> _Document extract_
‘Let’s live for every night’

By Ella Walker

Clodagh McKenna actually did what many of us vaguely imagined doing during March’s lockdown: she went and wrote a book.

During that first never-ending-feeling stint, when many of us were firmly confined to indoors, the Irish cook and telly presenter turned to Instagram. Posting a daily recipe video, she hoped to go some way to answering the many, many messages she was receiving from housebound people across the country in need of lockdown-suitable dishes, non-stressful suppers, family-friendly midweek meals, interesting dinners for one, and more.

“I did them every day,” says McKenna of the videos. “Every single day – I did over 120 of them. It was exhausting, but it was also a real purpose.”

A whole new community sprung up around these brief snippets of chic, blonde-fringed McKenna whipping up a solo bread-and-butter pudding, or a tray of retro chicken kievs. And that community provided real-time feedback that McKenna scooped up and used to help fuel the book: Clodagh’s Weeknight Kitchen. She considers it a “a real community cookbook” – which is what made her blub when she first got to hold a finished copy.

“I wanted to focus on the weeknights,” explains the Ballymaloe Cookery School trained cook. “We’ve got so much going on during the day and it comes to six o’clock, and it’s like, you’re hungry, you’re tired and you’ve had a hard day, how can you put a meal together? Without it getting on top of you?”

The result is a 100-strong brand new cache – McKenna, 45, wrote them on top of all those Insta videos – of recipes she says are “incredibly simple to make with ingredients that are completely accessible; but they’re gorgeous and they’re fun, and they’ll make you feel good about yourself.”

“Some weeks go by and it’s like you don’t have any special moments at the table. It all becomes TV and a takeaway, or heated up food, and you live for the weekend. I’m like, let’s live for every night.

“Only good can come from planning your week and cooking weeknights,” she adds. “Only positive things can come financially, mentally, health-wise, everything.”

 

Recipes2
ricotta meatballs from Clodagh’s Weeknight Kitchen by Clodagh McKenna (published by Kyle Books, priced £20). Dora Kazmierak/PA.

> _Data rows_
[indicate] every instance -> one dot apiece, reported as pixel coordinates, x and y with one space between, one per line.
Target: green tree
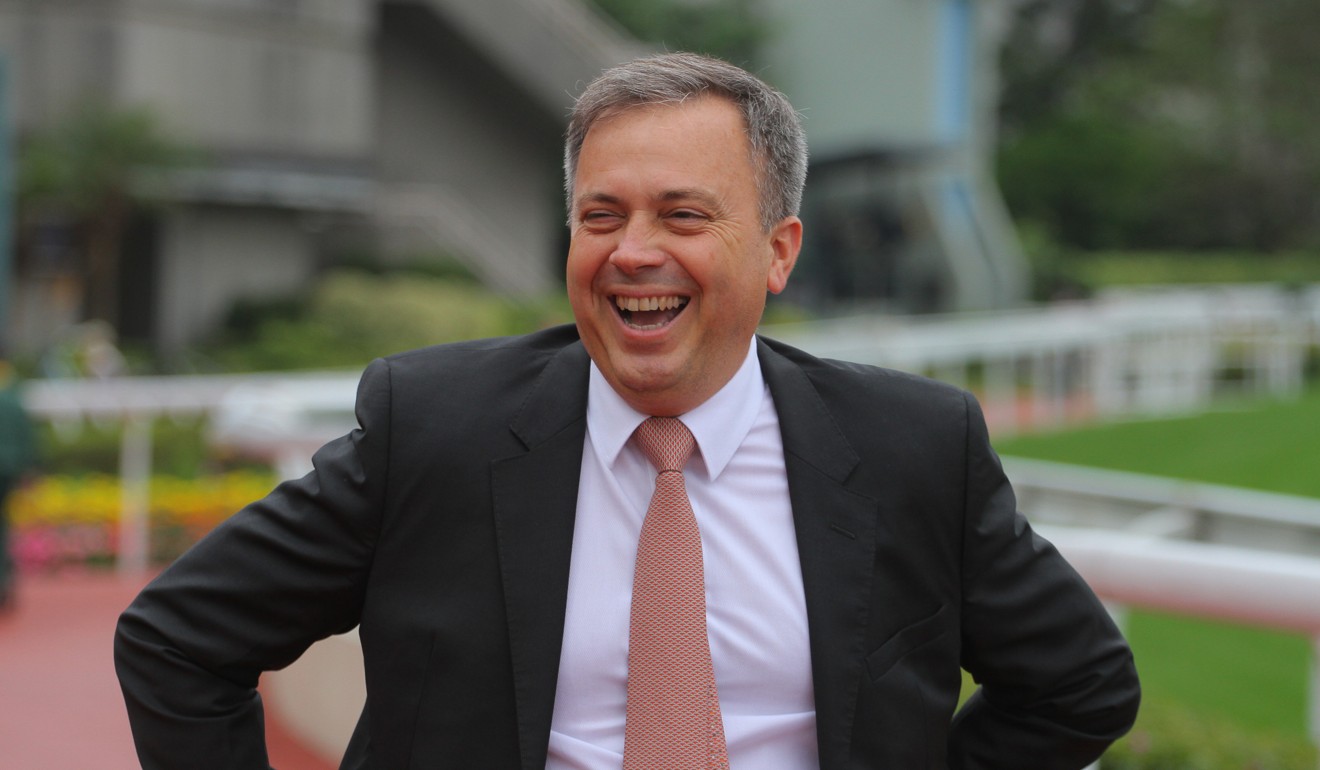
90 169
1164 123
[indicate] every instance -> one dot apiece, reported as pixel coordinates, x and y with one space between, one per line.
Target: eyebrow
668 196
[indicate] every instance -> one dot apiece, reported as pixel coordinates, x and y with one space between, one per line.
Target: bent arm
1057 680
251 597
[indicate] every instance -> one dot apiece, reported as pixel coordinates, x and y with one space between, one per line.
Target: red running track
60 701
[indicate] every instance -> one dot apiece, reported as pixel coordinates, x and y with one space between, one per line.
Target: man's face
668 264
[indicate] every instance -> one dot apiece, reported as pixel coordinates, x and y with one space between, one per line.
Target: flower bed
65 521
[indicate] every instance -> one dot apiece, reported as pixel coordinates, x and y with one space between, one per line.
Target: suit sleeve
251 597
1057 680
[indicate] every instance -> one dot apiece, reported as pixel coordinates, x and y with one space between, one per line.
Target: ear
786 241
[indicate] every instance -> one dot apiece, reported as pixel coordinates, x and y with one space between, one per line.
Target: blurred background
1100 215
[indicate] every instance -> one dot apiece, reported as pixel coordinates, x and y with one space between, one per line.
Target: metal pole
135 470
7 202
1314 694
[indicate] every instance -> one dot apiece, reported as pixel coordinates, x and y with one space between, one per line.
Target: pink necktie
673 719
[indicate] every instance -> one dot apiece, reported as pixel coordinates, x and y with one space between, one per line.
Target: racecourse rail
1204 550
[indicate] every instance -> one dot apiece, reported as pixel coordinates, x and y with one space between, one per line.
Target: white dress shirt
755 610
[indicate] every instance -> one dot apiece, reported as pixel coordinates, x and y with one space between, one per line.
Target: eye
687 217
599 218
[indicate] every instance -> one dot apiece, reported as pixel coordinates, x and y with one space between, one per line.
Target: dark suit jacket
444 527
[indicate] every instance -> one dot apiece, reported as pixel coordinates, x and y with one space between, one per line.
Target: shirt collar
720 424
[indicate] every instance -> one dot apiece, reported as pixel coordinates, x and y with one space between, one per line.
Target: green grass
1271 445
1253 678
1155 268
1219 676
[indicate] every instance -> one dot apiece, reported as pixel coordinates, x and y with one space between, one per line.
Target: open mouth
647 313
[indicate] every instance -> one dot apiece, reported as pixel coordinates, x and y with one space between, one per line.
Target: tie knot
665 441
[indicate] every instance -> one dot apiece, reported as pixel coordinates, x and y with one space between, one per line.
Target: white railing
1125 353
1191 548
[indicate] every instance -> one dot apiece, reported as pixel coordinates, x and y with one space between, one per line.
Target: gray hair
774 130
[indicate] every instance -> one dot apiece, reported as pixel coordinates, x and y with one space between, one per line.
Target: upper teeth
634 304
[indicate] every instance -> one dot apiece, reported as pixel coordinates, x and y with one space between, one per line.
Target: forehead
704 135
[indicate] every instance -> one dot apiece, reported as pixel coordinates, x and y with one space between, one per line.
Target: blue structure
902 210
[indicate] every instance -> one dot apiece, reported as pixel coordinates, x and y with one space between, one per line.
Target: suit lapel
535 503
836 542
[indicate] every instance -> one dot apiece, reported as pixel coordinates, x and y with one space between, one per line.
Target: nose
638 247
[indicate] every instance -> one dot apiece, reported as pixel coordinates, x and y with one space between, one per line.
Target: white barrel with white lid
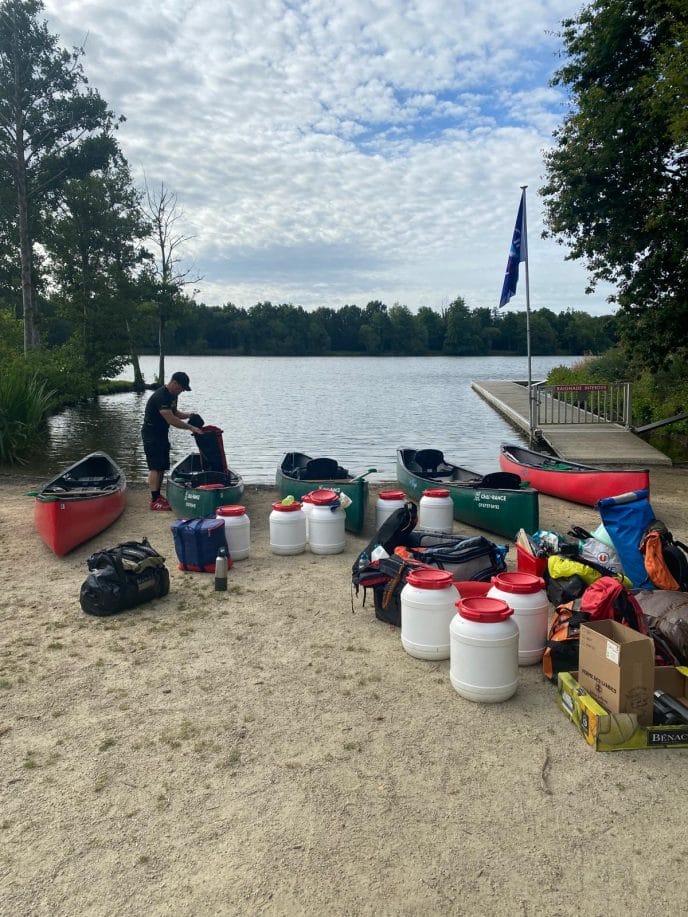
287 528
326 523
428 602
436 510
237 529
388 501
525 594
483 655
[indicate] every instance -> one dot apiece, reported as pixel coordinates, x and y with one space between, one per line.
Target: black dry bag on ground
123 577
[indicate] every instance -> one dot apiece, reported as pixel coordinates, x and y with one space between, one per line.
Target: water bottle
221 571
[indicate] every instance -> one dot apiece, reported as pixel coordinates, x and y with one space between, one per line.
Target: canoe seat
500 479
323 469
432 462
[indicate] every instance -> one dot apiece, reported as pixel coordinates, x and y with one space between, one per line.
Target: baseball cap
183 380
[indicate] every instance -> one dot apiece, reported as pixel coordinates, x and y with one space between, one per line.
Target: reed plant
25 402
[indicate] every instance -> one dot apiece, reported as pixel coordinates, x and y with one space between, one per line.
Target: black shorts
157 454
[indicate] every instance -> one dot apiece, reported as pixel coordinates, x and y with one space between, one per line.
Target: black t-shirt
154 425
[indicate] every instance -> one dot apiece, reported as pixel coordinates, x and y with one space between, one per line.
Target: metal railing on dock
593 403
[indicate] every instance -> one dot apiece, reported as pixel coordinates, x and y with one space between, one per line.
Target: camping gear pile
630 569
399 547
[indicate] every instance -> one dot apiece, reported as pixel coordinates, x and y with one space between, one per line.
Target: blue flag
517 253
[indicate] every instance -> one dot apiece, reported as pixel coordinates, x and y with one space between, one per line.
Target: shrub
25 402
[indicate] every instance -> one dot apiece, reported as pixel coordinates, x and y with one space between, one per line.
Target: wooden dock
592 444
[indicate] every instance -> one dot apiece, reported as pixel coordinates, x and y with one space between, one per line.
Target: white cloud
329 153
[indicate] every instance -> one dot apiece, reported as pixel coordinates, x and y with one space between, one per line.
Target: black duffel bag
123 577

> _Exercise tasks_
**a.** Return the passage of the article on Clodagh McKenna's weeknight cookbook that opens with the words containing "The result is" and closes with "for every night.".
**b.** Write the next part of the article about Clodagh McKenna's weeknight cookbook, carrying on after its last line.
The records were taken from a separate source.

> _Responses for each task_
**a.**
The result is a 100-strong brand new cache – McKenna, 45, wrote them on top of all those Insta videos – of recipes she says are “incredibly simple to make with ingredients that are completely accessible; but they’re gorgeous and they’re fun, and they’ll make you feel good about yourself.”

“Some weeks go by and it’s like you don’t have any special moments at the table. It all becomes TV and a takeaway, or heated up food, and you live for the weekend. I’m like, let’s live for every night.

**b.**
Ricotta Meatballs with Polenta

(Serves 4)

 

200g minced beef

200g minced pork

200g ricotta cheese

2 onions, diced

4 garlic cloves, crushed

1tbsp finely chopped fresh rosemary

80g Parmesan cheese, grated

40g fresh fine breadcrumbs

1 medium free-range egg, beaten

75g polenta

1–2tbsp olive oil

50g salted butter, plus 1tbsp (optional)

400g cavolo nero (or collard greens), roughly chopped

Sea salt and freshly ground black pepper

For the rosemary tomato sauce:

1tbsp olive oil

1 onion, thinly sliced

2 garlic cloves, crushed

1tsp finely chopped fresh rosemary

400g can cherry tomatoes

1tbsp tomato purée

 

Place the beef, pork, ricotta, onions, garlic, rosemary, Parmesan, breadcrumbs and beaten egg in a bowl and season with salt and pepper. Mix well. Using your hands, shape into 30 meatballs and transfer to a plate. Cover with cling-film and place in the fridge for one hour to set so that they don’t crumble during cooking. You can also leave the meatballs in the fridge for up to three days, or freeze them for up to a month, until you are ready to cook them.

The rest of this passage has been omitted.